CONSIGNE DE TRAVAIL 1 -
Répondez aux questions suivantes à partir du billet « Lisez Abdennour Bidar ! » :
(a) De quand date la « lettre ouverte au monde musulman » ?
(b) Quelle profession le billet attribue-t-il à Abdennour Bidar ?
(c) Par quel terme le billet résume-t-il la réaction des musulmans affirmant que ces terroristes ne sont pas des leurs ?
CONSIGNE DE TRAVAIL 2 -
Renvoyez sans aucune modification le passage du billet « Lisez Abdennour Bidar ! » qui débute aux mots « Puis-je vous recommander » et s'achève après les mots « de janvier dernier. ».
CONSIGNE DE TRAVAIL 3 -
Dans le billet « Lisez Abdennour Bidar ! », reformulez de manière plus concise le paragraphe commençant par « Qui donc pourrait nous aider », en conservant ses informations essentielles.

EXTRAIT DU DOCUMENT -
----

Lisez Abdennour Bidar !
Reconnaissons-le. Les attentats terroristes de
ce début d’année nous ont tous traumatisés. Avec des réactions contrastées et
même contradictoires.
Les (bons) musulmans et leurs sympathisants ont
aussitôt clamé bien fort : « De telles horreurs, ce n’est pas
l’islam ; ces terroristes ne sont pas des nôtres ! » Un déni, en
somme.
En face, les simplificateurs habituels ne se
sont pas gênés pour rétorquer : « Les masques sont tombés.
Attention ! Voilà où peut mener l’islam, y compris chez nous. » Gare
à l’islamophobie !
Qui donc pourrait nous aider à interpréter ces
tristes évènements dans une lumière plus objective et dans une atmosphère plus
sereine ? J’ai espéré qu’un « sage musulman » vienne à
notre secours parce qu’il serait le plus compétent pour mener cette opération-
vérité, sans complaisance et sans préjugés non plus.
Puis-je vous recommander celui que j’ai
trouvé ? Je le fais d’autant plus que
sa « lettre ouverte au monde musulman » date d’octobre 2014,
soit bien avant les évènements de janvier dernier.
L’auteur se nomme Abdennour Bidar. Il est
philosophe, de formation et de culture musulmanes. Sa lettre est assez longue,
mais elle mérite méditation, des deux côtés de la barrière.
Pour que nos amis musulmans assument mieux leurs
responsabilités, notamment dans l’avenir, et pour que nos boute-feu occidentaux fassent
preuve de davantage de retenue.
Car nous avons tous intérêt à tout faire pour
éviter le clash des civilisations dans lequel nous risquons de nous laisser
entraîner, si l’on ferme les yeux pour ne rien voir ou si nous regardons avec
les lunettes de l’affrontement inévitable, voire programmé.
Oui, nous sommes tous mis au défi. Mais une
chose est sûre : nous ne pouvons le relever qu’ensemble. On appelle cela
le dialogue dans la vérité pour des rapprochements dans la fraternité et pour
la construction d’une patrie commune dans la paix.

----

Données extraites d'une collection -

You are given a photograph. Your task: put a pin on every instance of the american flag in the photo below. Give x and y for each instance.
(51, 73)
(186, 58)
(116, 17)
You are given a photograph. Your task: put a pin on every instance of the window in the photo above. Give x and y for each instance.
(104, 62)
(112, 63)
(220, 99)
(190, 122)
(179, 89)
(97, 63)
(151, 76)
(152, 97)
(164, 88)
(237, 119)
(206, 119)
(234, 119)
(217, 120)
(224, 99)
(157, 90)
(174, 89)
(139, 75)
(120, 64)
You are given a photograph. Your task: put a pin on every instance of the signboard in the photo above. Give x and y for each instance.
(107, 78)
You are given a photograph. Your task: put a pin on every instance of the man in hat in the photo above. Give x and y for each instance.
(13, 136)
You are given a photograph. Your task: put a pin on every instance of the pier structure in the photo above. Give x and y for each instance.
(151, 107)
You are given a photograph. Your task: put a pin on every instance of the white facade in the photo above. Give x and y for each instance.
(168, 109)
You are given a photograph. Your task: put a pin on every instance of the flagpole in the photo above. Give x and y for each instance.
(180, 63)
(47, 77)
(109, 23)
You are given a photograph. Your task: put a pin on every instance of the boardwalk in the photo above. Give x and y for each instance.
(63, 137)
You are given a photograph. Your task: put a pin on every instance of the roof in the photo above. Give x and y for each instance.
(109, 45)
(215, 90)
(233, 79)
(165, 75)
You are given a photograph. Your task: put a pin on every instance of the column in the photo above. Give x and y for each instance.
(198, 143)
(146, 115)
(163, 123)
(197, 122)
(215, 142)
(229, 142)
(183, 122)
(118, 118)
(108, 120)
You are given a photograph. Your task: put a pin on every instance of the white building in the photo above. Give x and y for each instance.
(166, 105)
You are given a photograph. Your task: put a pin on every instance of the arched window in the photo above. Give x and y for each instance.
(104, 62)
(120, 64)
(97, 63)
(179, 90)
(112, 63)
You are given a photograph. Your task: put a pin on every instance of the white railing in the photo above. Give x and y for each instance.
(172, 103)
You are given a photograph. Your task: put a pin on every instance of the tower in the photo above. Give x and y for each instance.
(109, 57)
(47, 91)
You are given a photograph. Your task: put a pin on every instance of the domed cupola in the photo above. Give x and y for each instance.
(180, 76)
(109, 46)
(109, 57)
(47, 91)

----

RÉSULTAT ATTENDU 1 -
(a) D'octobre 2014.
(b) Philosophe.
(c) Un déni.

RÉSULTAT ATTENDU 2 -
Puis-je vous recommander celui que j’ai
trouvé ? Je le fais d’autant plus que
sa « lettre ouverte au monde musulman » date d’octobre 2014,
soit bien avant les évènements de janvier dernier.

RÉSULTAT ATTENDU 3 -
Qui pourrait aider à interpréter ces tristes événements avec plus d'objectivité et de sérénité ? L'auteur a espéré l'intervention d'un « sage musulman », jugé le plus compétent pour mener cette opération-vérité sans complaisance ni préjugés.